__TASK REQUIREMENTS__
The data below should be repeated exactly and in full.

=== Section Start ===

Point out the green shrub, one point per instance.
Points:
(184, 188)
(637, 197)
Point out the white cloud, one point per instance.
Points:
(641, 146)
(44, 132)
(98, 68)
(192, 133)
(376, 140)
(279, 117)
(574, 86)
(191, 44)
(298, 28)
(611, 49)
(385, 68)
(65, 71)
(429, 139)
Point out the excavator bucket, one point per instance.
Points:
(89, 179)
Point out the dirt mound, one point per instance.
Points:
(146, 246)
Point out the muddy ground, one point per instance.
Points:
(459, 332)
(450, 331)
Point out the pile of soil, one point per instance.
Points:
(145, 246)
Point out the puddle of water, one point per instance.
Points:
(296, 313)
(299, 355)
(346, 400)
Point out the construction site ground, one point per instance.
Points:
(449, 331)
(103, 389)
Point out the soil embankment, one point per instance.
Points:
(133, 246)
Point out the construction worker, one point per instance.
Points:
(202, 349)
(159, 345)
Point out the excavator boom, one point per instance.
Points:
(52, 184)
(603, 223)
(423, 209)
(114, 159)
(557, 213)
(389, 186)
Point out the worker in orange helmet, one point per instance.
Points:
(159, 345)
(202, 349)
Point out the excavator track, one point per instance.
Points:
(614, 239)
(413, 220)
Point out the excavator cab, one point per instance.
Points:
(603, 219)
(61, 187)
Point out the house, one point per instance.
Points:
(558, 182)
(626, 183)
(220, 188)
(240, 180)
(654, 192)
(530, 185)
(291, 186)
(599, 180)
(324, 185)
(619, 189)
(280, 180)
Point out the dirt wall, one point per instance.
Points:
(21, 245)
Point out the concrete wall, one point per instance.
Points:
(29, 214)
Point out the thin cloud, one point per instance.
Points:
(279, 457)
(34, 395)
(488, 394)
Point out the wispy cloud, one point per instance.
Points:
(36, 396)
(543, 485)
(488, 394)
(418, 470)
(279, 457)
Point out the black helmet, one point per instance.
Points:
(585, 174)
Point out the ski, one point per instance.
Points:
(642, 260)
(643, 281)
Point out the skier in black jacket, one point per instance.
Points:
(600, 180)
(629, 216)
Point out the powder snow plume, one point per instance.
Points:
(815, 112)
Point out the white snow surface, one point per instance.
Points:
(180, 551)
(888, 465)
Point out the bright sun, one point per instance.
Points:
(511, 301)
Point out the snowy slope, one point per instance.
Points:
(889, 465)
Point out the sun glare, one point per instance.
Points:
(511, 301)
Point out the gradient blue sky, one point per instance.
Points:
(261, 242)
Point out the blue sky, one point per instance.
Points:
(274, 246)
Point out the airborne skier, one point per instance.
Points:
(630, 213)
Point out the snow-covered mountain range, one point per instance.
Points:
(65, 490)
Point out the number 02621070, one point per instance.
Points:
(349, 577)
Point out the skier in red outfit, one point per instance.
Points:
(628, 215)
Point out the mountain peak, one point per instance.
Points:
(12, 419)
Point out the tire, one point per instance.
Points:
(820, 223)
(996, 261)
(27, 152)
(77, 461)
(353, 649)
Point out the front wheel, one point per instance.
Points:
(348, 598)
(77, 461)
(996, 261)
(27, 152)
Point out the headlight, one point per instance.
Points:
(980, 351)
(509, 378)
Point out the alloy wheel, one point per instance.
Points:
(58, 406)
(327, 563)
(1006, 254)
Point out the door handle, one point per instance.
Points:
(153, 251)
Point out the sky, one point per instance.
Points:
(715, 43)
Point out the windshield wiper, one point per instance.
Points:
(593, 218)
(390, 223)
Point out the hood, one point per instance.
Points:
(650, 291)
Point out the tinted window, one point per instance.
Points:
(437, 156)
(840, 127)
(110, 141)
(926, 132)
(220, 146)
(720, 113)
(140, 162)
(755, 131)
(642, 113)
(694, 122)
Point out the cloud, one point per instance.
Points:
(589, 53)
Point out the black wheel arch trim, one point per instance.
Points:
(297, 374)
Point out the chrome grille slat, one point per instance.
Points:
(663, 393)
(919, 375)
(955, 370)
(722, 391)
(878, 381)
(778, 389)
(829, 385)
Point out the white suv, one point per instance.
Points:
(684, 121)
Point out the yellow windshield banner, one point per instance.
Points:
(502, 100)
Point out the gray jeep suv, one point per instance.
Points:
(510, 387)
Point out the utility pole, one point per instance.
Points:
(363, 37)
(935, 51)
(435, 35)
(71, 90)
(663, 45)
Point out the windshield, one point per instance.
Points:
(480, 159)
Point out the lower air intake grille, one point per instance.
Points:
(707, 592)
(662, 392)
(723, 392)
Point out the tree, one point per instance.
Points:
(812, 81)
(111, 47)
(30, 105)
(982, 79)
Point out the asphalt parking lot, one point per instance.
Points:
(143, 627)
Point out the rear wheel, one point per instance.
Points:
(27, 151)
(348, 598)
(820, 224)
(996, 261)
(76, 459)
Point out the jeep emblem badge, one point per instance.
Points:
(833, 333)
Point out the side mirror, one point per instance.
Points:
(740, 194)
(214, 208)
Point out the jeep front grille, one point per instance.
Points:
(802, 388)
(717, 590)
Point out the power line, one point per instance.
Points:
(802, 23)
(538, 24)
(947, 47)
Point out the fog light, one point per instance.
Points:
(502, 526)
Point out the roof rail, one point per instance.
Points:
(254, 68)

=== Section End ===

__EXPECTED OUTPUT__
Point out the green shrub, one point per instance.
Points:
(184, 188)
(637, 197)
Point out the white cloud, one point per instance.
Points:
(641, 146)
(44, 132)
(98, 68)
(192, 133)
(376, 140)
(279, 117)
(574, 86)
(191, 44)
(298, 28)
(611, 49)
(385, 68)
(65, 71)
(429, 139)
Point out the excavator bucket, one point per instance.
Points:
(89, 179)
Point out the dirt mound, one point per instance.
Points:
(146, 246)
Point out the muddy ground, one point per instance.
Points:
(459, 332)
(450, 331)
Point out the pile of soil, one point per instance.
Points:
(145, 246)
Point out the puddle of water, one point per instance.
Points:
(296, 313)
(299, 355)
(346, 400)
Point out the construction site ground, one point per instance.
Points:
(449, 331)
(103, 389)
Point out the soil embankment, one point per instance.
Points:
(133, 246)
Point out the construction worker, one point per instance.
Points:
(202, 349)
(159, 345)
Point out the excavator boom, one point per instance.
Points:
(52, 184)
(603, 223)
(423, 209)
(114, 159)
(557, 213)
(389, 186)
Point out the worker in orange helmet, one point per instance.
Points:
(159, 345)
(202, 349)
Point out the excavator track, one point per instance.
Points:
(614, 239)
(413, 220)
Point out the excavator cab, one point per instance.
Points:
(603, 219)
(61, 187)
Point out the house, one point per instance.
Points:
(558, 182)
(626, 183)
(220, 188)
(240, 180)
(654, 192)
(530, 185)
(291, 186)
(599, 180)
(324, 185)
(619, 189)
(280, 180)
Point out the dirt wall, one point per instance.
Points:
(21, 245)
Point out the concrete wall, one point per instance.
Points:
(29, 214)
Point out the thin cloud, one point per instance.
Points:
(279, 457)
(34, 395)
(488, 394)
Point out the wispy cloud, one point per instance.
Points:
(36, 396)
(543, 485)
(488, 394)
(418, 470)
(279, 457)
Point out the black helmet, one point per instance.
Points:
(585, 174)
Point out the ski, one point per instance.
Points:
(642, 260)
(643, 281)
Point out the skier in black jacket, one point per instance.
Points:
(600, 180)
(629, 216)
Point out the powder snow plume, one point per instance.
Points:
(815, 112)
Point out the white snow surface, one point per instance.
Points:
(180, 551)
(888, 465)
Point out the bright sun, one point per instance.
Points:
(511, 301)
Point out the snowy slope, one point per instance.
Points:
(889, 465)
Point out the sun glare, one point per instance.
Points:
(511, 301)
Point out the gradient blue sky, one point per instance.
Points:
(261, 242)
Point out the blue sky, one point per instance.
Points:
(274, 246)
Point out the airborne skier, one point per instance.
Points:
(630, 213)
Point out the snow-covered mountain range, one point per instance.
Points:
(65, 490)
Point out the number 02621070, one point per instance.
Points:
(349, 577)
Point out the skier in red outfit, one point per instance.
Points:
(628, 215)
Point out the mountain peak, one point per instance.
Points:
(12, 419)
Point out the tire, one point per instance.
Points:
(820, 223)
(996, 261)
(27, 152)
(77, 461)
(353, 649)
Point out the front wheel, one point per instance.
Points:
(348, 598)
(77, 461)
(996, 261)
(27, 152)
Point out the headlight, one point per instance.
Points:
(980, 351)
(509, 378)
Point out the alloy wheel, one point per instance.
Points:
(58, 406)
(327, 563)
(1006, 254)
Point out the door handle, one point per instance.
Points:
(153, 251)
Point out the sky, one point per instance.
Points:
(715, 43)
Point out the windshield wiper, one point per instance.
Points:
(593, 218)
(390, 223)
Point out the hood, one point per instance.
Points:
(650, 291)
Point out the tinted window, one point per instance.
Points:
(437, 156)
(840, 127)
(110, 141)
(926, 132)
(220, 146)
(720, 113)
(140, 162)
(755, 131)
(642, 113)
(694, 122)
Point out the cloud, one point per instance.
Points:
(589, 53)
Point out the black wheel arch trim, one point per instance.
Points:
(297, 374)
Point out the chrome grille slat, one point per instance.
Points:
(663, 393)
(919, 375)
(955, 370)
(722, 391)
(878, 381)
(778, 389)
(829, 385)
Point out the white suv, one point per instance.
Points:
(684, 121)
Point out the yellow windshield banner, one point per instance.
Points:
(502, 100)
Point out the gray jeep suv, one point per instance.
Points:
(510, 387)
Point out the utility pole, one point per instance.
Points:
(363, 37)
(935, 51)
(435, 35)
(71, 90)
(663, 45)
Point out the windshield, one point per instance.
Points:
(480, 159)
Point out the lower air intake grille, one point per instance.
Points:
(707, 592)
(662, 392)
(723, 392)
Point out the tree, one point per instance.
Points:
(812, 81)
(111, 47)
(30, 105)
(982, 79)
Point out the asphalt parking lot, one point per instance.
Points:
(143, 627)
Point out the rear wheel, one point per instance.
Points:
(27, 151)
(348, 598)
(820, 224)
(996, 261)
(76, 459)
Point out the jeep emblem badge, one point per instance.
Points:
(833, 333)
Point out the side mirror, one point per instance.
Points:
(740, 194)
(214, 208)
Point out the jeep front grille, one point per instance.
Points:
(802, 388)
(717, 590)
Point out the power line, one point per instance.
Points:
(802, 23)
(538, 24)
(947, 47)
Point out the fog light, one point per instance.
Points:
(502, 526)
Point out the roof rail, one point per instance.
Points:
(254, 68)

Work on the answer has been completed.